→ DATA FOR PROCESSING
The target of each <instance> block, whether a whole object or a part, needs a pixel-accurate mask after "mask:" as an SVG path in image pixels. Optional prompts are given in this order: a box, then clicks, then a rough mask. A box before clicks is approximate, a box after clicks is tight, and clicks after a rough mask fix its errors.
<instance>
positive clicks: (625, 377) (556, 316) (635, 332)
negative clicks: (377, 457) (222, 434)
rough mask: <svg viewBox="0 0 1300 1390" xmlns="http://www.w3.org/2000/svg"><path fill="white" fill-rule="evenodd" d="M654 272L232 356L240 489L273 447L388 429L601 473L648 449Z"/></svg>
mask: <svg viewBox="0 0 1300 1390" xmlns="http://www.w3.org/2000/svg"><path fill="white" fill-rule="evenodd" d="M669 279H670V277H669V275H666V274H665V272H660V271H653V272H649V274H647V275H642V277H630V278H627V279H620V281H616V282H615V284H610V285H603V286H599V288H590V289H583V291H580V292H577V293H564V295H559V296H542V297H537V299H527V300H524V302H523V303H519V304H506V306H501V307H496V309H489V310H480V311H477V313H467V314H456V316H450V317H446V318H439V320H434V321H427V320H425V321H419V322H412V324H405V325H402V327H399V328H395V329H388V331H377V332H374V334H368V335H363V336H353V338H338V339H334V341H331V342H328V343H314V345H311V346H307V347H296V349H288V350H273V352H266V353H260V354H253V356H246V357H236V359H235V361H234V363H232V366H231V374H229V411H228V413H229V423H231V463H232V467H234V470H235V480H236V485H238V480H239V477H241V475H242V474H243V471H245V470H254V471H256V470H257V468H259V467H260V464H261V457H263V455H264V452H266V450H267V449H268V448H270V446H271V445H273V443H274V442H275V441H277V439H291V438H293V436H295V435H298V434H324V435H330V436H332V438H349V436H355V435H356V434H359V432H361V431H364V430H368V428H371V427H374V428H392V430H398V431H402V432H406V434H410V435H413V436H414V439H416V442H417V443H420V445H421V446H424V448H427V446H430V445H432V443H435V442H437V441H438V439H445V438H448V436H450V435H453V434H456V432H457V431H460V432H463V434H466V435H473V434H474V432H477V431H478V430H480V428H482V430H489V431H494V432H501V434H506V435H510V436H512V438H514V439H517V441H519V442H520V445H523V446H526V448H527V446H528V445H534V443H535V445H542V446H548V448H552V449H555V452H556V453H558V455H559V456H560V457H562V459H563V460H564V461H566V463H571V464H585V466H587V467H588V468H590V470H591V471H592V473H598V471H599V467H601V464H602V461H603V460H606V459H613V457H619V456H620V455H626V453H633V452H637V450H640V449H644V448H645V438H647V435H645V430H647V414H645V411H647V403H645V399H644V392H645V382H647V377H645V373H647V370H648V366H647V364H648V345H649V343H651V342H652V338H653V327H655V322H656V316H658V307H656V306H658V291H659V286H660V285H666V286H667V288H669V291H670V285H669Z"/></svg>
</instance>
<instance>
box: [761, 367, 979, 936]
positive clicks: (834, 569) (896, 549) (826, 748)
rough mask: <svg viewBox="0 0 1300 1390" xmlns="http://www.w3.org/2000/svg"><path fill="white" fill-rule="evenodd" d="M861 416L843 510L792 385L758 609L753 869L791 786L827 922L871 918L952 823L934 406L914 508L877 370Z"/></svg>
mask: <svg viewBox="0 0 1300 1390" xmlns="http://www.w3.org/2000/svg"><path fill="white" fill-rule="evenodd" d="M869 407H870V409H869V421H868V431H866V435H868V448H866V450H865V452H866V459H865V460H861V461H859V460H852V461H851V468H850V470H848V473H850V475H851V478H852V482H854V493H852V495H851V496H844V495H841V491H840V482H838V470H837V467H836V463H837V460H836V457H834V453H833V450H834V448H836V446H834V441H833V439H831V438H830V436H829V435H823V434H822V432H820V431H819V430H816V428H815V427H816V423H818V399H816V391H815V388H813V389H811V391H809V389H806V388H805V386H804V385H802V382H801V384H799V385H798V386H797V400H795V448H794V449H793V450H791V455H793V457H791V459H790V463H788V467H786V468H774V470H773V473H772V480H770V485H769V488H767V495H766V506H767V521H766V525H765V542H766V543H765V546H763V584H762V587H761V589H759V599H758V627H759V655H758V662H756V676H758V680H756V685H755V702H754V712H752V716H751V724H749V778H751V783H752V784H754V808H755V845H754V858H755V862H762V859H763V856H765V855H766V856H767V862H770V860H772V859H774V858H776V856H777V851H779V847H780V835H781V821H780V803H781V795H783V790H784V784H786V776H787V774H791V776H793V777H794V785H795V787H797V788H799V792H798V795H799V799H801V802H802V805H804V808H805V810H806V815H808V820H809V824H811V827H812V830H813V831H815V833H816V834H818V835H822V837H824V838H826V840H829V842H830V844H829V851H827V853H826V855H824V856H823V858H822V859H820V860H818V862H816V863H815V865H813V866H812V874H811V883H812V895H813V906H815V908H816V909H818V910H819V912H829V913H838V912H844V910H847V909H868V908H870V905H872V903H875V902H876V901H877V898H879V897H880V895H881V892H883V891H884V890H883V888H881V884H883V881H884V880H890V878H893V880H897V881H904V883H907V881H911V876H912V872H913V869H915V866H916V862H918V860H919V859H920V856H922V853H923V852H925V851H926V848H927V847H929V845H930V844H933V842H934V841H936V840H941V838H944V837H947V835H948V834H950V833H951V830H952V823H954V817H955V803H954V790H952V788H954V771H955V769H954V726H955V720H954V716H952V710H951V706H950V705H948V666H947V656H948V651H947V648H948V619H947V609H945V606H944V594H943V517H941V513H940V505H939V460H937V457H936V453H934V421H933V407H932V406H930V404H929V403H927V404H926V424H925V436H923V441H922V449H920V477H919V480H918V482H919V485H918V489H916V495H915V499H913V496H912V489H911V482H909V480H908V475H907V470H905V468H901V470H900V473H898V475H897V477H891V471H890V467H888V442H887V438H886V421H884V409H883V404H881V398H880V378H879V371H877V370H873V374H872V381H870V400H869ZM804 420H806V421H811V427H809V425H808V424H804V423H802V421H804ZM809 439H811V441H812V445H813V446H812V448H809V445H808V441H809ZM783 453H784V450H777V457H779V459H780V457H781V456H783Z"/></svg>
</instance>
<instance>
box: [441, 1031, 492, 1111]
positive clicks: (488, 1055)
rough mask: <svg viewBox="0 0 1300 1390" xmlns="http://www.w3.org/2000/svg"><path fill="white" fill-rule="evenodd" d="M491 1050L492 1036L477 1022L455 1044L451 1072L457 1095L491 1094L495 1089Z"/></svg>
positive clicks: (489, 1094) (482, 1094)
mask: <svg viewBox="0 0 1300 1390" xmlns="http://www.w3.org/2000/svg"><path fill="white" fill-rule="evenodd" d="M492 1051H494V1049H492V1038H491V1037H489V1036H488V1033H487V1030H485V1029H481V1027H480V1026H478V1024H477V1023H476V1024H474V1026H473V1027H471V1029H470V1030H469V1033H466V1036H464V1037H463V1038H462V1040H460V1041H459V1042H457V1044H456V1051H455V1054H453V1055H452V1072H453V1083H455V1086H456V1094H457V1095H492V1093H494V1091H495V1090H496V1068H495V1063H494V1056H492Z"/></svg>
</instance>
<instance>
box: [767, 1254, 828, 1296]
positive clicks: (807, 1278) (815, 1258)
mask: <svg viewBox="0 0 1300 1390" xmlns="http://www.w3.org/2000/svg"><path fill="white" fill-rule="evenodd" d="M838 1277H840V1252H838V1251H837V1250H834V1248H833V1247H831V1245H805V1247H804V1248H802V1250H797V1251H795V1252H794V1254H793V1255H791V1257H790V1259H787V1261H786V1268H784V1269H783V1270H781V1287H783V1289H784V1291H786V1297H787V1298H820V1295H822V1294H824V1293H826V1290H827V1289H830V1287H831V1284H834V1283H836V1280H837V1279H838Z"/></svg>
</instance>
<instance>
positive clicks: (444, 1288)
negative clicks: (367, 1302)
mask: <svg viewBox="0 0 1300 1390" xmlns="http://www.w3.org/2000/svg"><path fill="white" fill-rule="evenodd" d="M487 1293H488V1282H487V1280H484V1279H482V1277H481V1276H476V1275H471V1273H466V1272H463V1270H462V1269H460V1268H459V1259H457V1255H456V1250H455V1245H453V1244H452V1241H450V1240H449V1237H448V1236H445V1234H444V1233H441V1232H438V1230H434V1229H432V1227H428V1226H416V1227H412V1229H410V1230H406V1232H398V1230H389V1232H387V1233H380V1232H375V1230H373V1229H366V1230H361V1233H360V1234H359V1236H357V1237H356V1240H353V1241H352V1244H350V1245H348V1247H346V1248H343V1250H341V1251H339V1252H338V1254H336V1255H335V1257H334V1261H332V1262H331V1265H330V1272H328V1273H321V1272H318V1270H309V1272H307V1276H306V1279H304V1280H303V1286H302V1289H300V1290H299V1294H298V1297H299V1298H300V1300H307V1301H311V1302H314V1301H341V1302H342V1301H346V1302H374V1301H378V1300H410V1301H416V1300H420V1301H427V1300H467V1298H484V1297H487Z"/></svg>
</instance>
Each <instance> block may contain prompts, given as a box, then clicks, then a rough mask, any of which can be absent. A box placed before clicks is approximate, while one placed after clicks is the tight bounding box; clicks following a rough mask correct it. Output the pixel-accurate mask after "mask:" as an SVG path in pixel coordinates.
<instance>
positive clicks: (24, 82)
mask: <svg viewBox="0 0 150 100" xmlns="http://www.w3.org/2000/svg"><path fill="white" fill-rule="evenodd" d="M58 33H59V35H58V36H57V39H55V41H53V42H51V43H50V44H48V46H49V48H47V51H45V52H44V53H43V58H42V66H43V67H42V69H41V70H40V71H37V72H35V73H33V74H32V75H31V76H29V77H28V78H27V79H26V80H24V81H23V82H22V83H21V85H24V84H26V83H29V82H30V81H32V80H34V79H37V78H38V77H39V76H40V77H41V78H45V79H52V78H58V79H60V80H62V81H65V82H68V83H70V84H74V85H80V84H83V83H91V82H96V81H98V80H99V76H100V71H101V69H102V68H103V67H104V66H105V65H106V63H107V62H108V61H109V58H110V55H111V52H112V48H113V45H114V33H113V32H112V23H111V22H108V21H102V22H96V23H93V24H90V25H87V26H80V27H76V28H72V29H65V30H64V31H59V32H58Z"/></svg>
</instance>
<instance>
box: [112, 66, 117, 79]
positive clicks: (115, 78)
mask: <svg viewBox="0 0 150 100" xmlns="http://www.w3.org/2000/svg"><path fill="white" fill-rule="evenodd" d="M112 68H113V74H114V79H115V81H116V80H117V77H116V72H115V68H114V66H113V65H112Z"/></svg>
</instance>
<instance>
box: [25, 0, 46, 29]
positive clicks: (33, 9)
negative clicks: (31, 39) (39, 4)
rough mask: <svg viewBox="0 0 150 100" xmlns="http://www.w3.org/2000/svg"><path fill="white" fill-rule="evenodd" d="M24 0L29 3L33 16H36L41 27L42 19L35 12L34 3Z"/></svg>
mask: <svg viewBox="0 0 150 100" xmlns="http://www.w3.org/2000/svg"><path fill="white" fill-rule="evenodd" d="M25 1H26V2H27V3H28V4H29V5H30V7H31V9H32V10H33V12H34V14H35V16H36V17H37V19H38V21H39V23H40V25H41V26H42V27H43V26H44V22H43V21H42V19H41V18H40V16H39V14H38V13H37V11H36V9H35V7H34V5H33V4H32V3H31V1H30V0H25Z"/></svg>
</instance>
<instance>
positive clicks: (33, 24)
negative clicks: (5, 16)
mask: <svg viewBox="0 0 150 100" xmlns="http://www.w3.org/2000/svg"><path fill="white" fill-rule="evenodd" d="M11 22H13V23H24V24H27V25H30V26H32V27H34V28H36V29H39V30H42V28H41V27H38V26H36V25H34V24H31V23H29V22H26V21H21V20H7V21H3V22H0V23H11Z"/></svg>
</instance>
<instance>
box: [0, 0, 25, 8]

→ TO DO
In the entries above, restate word for word the lines between the one holding "box: [441, 1031, 492, 1111]" and the one holding "1050L492 1036L477 1022L455", inclusive, and nothing besides.

→ YOUR SOLUTION
box: [441, 1031, 492, 1111]
positive clicks: (488, 1055)
rough mask: <svg viewBox="0 0 1300 1390" xmlns="http://www.w3.org/2000/svg"><path fill="white" fill-rule="evenodd" d="M491 1050L492 1036L477 1022L455 1044L451 1072L457 1095L491 1094L495 1089Z"/></svg>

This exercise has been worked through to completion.